Liste des tâches »
**a)** D'après le texte sur les écolabels, quel organisme traite en France les demandes de certification pour l'Ecolabel Européen et la marque NF-Environnement ?
**b)** Recopiez fidèlement, dans le texte sur les écolabels, tout ce qui va de « Pour les producteurs » jusqu'à « critères des écolabels. ».
**c)** Rédigez la suite du texte sur les écolabels, à partir de sa dernière phrase.

Texte du document »
========================================

Cela est dû au fait qu’ils soient mis en place par les pouvoirs publics et qu’ils fassent l’objet d’un contrôle par une tierce partie. Ils doivent ainsi satisfaire à un cahier des charges (écolabel européen) ou référentiel de certification (marque NF-Environnement) préétablit grâce à la collaboration de professionnels, association, pouvoirs publics…, et qui fixe des critères environnementaux et de performance pour chaque catégorie de produits. Ces critères sont différents selon les produits. Ce peut être limiter ou interdire les ingrédients toxiques, augmenter la biodégradabilité, limiter la quantité emballages, limiter la consommation énergétique, utiliser des substances naturelles etc.

Au niveau européen, les critères sont élaborés et revus par le Comité de l’Union européenne pour le label écologique (CUELE) et ensuite approuvés par les Etats membres et la Commission européenne. Au niveau français, les critères sont élaborés par le Comité Français des Ecolabels. En France, c’est l’AFNOR qui est en charge de répondre aux demandes de certification que se soit pour la délivrance de l’Ecolabel Européen ou de la marque NF-Environnement.

Pour les producteurs et les industriels, la démarche de certification est volontaire, globale (elle prend en compte tout le cycle de vie du produit) et évolutive (l’écolabel n’est attribué que pour une durée déterminée et le cahier des charges peut être révisé en fonction de nouvelles données). De plus, cette démarche n’est pas gratuite. Des frais de dossiers et une redevance annuelle (pourcentage sur le chiffre d’affaire ou de vente) sont à la charge du demandeur. Toutefois, les PMI et TPE bénéficient de certains avantages, rabais. Il faut savoir qu’une démarche d’éco-conception ne débouche par toujours sur un écolabel. Le coût financier du démarrage de la procédure peut bloquer les bonnes volontés d’entrepreneurs qui proposent des produits de qualités, conformes aux critères des écolabels.

De nombreux produits ou services sont concernés par l’écolabel, du détergent aux services d’hébergement touristiques en passant par les peintures, enveloppes ou appareils électriques. Et la liste n’est pas la même selon qu’il s’agisse de l’écolabel européen ou de la marque NF-Environnement (elle s’intéresse à des produits non concernés par l’écolabel européen pour le compléter).

========================================

Enregistrements fournis »
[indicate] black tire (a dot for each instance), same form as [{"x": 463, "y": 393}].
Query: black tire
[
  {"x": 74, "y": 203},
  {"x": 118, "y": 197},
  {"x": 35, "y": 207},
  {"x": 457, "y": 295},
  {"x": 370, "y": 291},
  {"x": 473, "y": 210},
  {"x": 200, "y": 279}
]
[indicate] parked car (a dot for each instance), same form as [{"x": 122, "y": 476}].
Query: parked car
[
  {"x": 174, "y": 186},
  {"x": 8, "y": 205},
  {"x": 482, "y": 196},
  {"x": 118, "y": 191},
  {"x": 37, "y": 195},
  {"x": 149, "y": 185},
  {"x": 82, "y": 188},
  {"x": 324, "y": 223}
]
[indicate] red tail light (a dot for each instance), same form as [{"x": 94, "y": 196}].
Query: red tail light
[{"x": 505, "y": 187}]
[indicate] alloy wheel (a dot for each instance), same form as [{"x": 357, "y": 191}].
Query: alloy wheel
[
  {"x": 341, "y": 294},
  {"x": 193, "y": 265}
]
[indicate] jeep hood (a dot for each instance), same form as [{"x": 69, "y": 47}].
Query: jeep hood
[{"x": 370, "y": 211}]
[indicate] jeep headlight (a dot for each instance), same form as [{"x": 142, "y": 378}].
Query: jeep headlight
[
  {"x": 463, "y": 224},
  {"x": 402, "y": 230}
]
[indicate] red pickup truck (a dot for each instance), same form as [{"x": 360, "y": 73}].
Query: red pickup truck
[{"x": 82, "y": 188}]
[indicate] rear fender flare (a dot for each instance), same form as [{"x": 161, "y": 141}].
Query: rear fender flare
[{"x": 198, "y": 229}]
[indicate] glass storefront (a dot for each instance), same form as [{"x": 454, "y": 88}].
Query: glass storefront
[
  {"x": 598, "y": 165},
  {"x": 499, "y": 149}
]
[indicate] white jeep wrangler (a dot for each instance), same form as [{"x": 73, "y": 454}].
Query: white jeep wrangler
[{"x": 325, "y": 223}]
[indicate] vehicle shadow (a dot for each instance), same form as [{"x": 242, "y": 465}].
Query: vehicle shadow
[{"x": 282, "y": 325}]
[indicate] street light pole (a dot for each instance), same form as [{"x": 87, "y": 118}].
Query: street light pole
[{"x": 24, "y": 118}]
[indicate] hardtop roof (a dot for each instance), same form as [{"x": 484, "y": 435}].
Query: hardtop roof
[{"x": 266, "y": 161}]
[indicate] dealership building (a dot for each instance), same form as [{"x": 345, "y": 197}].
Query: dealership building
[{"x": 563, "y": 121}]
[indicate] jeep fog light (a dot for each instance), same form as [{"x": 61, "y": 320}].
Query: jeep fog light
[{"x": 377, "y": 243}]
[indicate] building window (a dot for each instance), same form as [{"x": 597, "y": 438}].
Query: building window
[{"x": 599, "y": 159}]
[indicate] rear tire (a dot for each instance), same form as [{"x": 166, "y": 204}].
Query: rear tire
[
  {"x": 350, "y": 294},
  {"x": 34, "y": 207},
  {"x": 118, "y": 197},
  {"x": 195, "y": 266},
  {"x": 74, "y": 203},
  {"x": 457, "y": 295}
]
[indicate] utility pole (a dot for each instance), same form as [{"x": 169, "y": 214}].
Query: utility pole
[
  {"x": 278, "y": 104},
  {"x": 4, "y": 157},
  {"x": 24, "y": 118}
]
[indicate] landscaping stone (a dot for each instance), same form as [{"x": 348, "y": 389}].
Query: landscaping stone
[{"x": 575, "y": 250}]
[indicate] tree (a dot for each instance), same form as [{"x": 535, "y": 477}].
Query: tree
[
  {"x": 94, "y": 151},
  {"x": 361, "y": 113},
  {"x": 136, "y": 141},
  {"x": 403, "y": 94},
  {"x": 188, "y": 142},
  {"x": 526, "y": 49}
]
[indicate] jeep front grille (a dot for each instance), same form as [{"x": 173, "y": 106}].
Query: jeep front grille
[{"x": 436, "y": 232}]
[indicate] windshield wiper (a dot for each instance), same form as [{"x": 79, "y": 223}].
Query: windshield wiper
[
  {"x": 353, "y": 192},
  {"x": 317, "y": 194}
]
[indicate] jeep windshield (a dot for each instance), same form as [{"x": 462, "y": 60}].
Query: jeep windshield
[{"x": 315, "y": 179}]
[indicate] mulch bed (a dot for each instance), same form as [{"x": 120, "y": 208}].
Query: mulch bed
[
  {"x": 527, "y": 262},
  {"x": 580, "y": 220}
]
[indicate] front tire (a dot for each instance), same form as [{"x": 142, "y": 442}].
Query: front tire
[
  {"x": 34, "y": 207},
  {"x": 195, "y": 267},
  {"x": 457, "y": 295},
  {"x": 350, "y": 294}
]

========================================

Résultats »
**a)** C'est l'AFNOR.

**b)**
Pour les producteurs et les industriels, la démarche de certification est volontaire, globale (elle prend en compte tout le cycle de vie du produit) et évolutive (l’écolabel n’est attribué que pour une durée déterminée et le cahier des charges peut être révisé en fonction de nouvelles données). De plus, cette démarche n’est pas gratuite. Des frais de dossiers et une redevance annuelle (pourcentage sur le chiffre d’affaire ou de vente) sont à la charge du demandeur. Toutefois, les PMI et TPE bénéficient de certains avantages, rabais. Il faut savoir qu’une démarche d’éco-conception ne débouche par toujours sur un écolabel. Le coût financier du démarrage de la procédure peut bloquer les bonnes volontés d’entrepreneurs qui proposent des produits de qualités, conformes aux critères des écolabels.

**c)**
Toutefois, certains produits sont exclus : les produits pharmaceutiques, agroalimentaires, les dispositifs médicaux et des boissons. Mais il existe d’autres labels qui peuvent bénéficier à ces derniers. C’est le cas des labels « AB » et « agriculture biologique » pour les aliments et boissons, qui attestent d’une production biologique et du respect de l’environnement, le « label rouge » pour les animaux d’élevage. Il existe également des labels « Cosmébio Eco » et « Cosmébio Bio » pour les produits d’hygiène et de beauté, qui garantissent que le produit possède au moins 95% d’ingrédients naturels, qu’il n’est pas testé sur les animaux…

Mais même avec tous ces mécanismes, comment être sûr que le produit a réellement un impact moindre sur l’environnement et la santé ? Les critères définis par l’Ecolabel sont-ils clairement mesurés et suffisants en nombre par rapport aux attentes des consommateurs ? En effet, les critères ne sont pas les mêmes selon le label. De plus, l’intégration de produits biologiques, naturels n’est pas toujours un critère. Ainsi, le label agriculture biologique est moins exigeant que la marque AB en ce qui concerne les pesticides et les OGM. De même, certaines substances peuvent être considérées comme dangereuses par certains organismes et pas par d’autres. Le consommateur doit donc être mieux informé.

Un point positif est que les cahiers des charges ou référentiels de certification ne sont pas figés. Ils peuvent être révisés pour rendre les critères plus exigeants, en fonction des évolutions postérieures. Le Parlement a bien compris cette possibilité, et nécessité, de faire évoluer l’écolabel européen. En effet, dans une optique de révision de l’écolabel, le Parlement a fait un premier pas en adoptant, le 2 avril 2009, un projet de règlement révisant le système actuel. L’objectif est d’étendre le nombre de produits concernés par l’écolabel, de simplifier la procédure d’obtention, d’améliorer l’information des consommateurs par des campagnes de communication et donc d’augmenter l’utilisation de l’écolabel. Toutefois, à ce stade de la procédure, certaines questions restent encore en suspend comme la définition des critères, l’intégration de produits agroalimentaire, l’interdiction des tests animaliers ou des produits toxiques… Espérons que cette révision aura pour conséquence de rendre l’écolabel européen plus accessible aux entreprises avec des critères plus protecteurs de l’environnement et des personnes.


Bibliographie :

Julien GIRARD, « Du Chat à Shell ou la nécessité d’une déontologie de la publicité verdoyante… », Revue Droit de l’environnement, n°165-Janvier-Février 2009, p 11.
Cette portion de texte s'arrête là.